| TRECHO DO TEXTO |
○ ○ ○

Boa parte de um vasto material recolhido em muitos anos de pesquisas está disponível nesta página para todos os que se interessam em conhecer o futebol e outros esportes a fundo.

terça-feira, 30 de janeiro de 2018

O forte futebol colonial de Pelotas

Eu conheci muito bem o futebol colonial de Pelotas, porque fui treinador campeão pela Associação Esportiva Aliados, de Monte Bonito, time dos irmãos Wilson Carvalho, Gilmar Carvalho e Sulmar Carvalho, todos filhos do presidente do clube, na época, o senhor Mário Carvalho.

E também por ter participado do time denominado “Cracões da Bola”, que foi organizado pelo hoje repórter esportivo, em Porto Alegre, João Antônio Garcia.

Naquele tempo ele era apresentador de um programa dedicado ao futebol colonial na Rádio Cultura, de Pelotas, que começou com o saudoso Paulo Silva. Havia também o Arnaldo Rahal, que nos dias de jogos vendia cartelas para sorteios de prêmios entre os torcedores presentes.

○ ○ ○

| EXTRATO DE DADOS |
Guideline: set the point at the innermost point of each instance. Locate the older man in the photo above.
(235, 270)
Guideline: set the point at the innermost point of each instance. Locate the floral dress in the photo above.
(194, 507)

○ ○ ○

| INSTRUÇÃO DADA A |
Responda, com base no texto sobre o futebol colonial de Pelotas, às perguntas a seguir:
(i) Por qual clube quem escreve foi treinador campeão?
(ii) Quem organizou o time denominado “Cracões da Bola”?
(iii) Em qual emissora era apresentado o programa dedicado ao futebol colonial?
| INSTRUÇÃO DADA B |
Prossiga o texto sobre o futebol colonial de Pelotas a partir da última frase apresentada.

| RESPOSTA ESPERADA A |
(i) Pela Associação Esportiva Aliados, de Monte Bonito.
(ii) João Antônio Garcia.
(iii) Na Rádio Cultura, de Pelotas.

| RESPOSTA ESPERADA B |
Como costumava gritar a plenos pulmões, “quem se habilita”, não demorou para ganhar o apelido de “Seu Habilita”, que o acompanhou até o fim de sua vida.

Nos dias de jogos do “Cracões da Bola”, sempre havia festa, geralmente com bem servidos churrascos e muita cerveja gelada. Lembro que até meus pais participavam desses agradáveis momentos, claro, com a intenção maior de me ver jogar.

E modéstia a parte, não os decepcionava, pois nos meus áureos 30 anos de idade ainda batia uma bola bem bonitinha. Até fiz testes no Brasil, de Pelotas, ocasião em que coloquei uma bola pelo meio das pernas do saudoso “Tibirica”, um lateral histórico do time “xavante”.

E para que? O cara a partir dai encostou em mim, fazendo om que eu fosse para o outro lado do campo e não mais me aventurasse a querer dribrá-lo. O técnico do Brasil era Teotônio Soares, que foi um grande jogador e artilheiro do clube em tempos mais remotos.

Também dei meus chutes no Progresso Futebol Clube, time amador que revelou grandes jogadores para o futebol gaúcho e brasileiro, como Daniel Carvalho e Fernando Cardoso, que jogaram no Internacional e Emerson, no Grêmio. Ainda joguei no São Clemente, da várzea pelotense.

Mas a intenção desta matéria não é contar a minha andança pelo futebol de Pelotas, sim contar aspectos do chamado futebol colonial, até hoje disputado com raro brilhantismo na zona rural daquela próspera cidade gaúcha.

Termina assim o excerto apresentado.